== Stated problem ==
In the listing below, reproduce word for word the lines from the one containing "statue in black" through the last line of the listing, including both ends.

== Material ==
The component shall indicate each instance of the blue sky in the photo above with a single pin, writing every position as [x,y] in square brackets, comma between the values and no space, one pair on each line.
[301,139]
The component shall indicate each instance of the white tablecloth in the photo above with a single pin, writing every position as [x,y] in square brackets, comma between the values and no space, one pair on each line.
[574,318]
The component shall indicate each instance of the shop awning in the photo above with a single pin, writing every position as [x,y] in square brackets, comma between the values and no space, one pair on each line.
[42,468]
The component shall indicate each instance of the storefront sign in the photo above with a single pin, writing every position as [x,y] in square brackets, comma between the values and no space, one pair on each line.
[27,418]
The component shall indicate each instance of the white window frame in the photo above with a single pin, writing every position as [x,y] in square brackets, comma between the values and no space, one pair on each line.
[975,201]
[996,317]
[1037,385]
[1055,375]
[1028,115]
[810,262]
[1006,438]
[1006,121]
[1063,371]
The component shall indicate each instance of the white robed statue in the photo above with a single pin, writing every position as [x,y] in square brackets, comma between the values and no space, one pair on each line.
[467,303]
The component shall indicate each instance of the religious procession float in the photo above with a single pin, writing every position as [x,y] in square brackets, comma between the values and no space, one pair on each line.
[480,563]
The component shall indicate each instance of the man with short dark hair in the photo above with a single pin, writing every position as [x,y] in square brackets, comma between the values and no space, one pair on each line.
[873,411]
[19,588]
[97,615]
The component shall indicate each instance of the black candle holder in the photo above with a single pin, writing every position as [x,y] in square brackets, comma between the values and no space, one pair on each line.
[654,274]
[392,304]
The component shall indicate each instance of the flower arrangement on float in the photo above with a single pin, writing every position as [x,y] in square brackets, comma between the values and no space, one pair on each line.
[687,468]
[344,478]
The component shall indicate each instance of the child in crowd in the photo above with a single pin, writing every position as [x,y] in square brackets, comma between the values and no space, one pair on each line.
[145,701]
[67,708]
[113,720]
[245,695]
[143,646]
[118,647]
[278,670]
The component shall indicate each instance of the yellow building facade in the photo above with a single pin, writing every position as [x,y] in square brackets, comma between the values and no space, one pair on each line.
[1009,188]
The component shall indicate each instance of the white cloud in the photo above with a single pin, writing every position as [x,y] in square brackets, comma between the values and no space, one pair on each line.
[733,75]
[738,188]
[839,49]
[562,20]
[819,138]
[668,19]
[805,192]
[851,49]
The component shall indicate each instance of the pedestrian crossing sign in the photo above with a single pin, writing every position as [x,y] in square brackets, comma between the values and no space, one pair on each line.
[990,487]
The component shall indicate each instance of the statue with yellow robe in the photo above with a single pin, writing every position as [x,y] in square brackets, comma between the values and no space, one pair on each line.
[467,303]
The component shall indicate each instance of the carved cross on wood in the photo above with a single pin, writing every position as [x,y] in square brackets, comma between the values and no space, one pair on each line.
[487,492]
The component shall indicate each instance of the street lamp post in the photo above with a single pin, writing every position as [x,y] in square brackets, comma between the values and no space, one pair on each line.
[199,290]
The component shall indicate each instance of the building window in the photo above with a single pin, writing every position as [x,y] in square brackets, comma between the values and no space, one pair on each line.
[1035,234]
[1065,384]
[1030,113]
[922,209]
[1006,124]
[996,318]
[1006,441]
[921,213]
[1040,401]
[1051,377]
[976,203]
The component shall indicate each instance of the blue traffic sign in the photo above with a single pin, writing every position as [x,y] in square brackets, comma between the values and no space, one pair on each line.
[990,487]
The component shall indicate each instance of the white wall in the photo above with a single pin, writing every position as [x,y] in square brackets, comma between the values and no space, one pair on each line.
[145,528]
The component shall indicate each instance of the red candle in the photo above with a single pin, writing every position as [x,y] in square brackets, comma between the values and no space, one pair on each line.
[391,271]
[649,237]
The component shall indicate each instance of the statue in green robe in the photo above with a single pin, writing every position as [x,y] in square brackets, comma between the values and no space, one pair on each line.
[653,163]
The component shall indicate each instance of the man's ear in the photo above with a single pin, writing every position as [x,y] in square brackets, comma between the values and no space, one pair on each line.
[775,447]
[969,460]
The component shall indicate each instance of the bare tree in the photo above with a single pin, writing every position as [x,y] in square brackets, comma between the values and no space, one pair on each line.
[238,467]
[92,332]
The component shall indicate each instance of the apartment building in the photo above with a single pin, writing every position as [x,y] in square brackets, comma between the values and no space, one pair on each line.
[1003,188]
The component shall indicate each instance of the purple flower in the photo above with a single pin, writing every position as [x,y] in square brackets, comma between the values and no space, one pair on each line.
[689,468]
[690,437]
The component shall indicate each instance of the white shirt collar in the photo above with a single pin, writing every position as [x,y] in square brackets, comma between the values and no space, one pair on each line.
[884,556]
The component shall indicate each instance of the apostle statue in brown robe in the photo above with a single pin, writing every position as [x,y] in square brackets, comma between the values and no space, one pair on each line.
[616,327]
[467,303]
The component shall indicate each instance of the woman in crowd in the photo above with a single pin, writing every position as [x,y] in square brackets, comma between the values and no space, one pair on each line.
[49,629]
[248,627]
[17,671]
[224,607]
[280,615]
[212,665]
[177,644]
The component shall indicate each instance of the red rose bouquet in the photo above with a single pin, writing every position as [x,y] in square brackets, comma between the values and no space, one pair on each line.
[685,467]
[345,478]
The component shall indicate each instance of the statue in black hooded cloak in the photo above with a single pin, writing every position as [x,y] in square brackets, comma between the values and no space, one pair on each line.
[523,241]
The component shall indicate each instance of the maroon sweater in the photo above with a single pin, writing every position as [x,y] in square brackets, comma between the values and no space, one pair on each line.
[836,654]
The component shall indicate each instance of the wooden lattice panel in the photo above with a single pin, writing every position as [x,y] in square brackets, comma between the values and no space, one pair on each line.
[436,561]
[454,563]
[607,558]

== Completed exercise ==
The component shall indicate each instance of the statue in black hooded cloak in the photo above with a single pin, writing every position as [x,y] in square brackets, comma between the values and no space, one pair on each line.
[523,241]
The component shall indicate each instance of the maroon sweater in the photo above with a single pin, writing every position as [x,y] in square brackets, comma between the values and no space, one pair on each line.
[836,654]
The component shall indicate each instance of the wooden lattice panel in the photo above with a single pin, writing every position as [x,y] in square brackets, comma between the values and no space, one pair on each line.
[436,561]
[454,563]
[607,558]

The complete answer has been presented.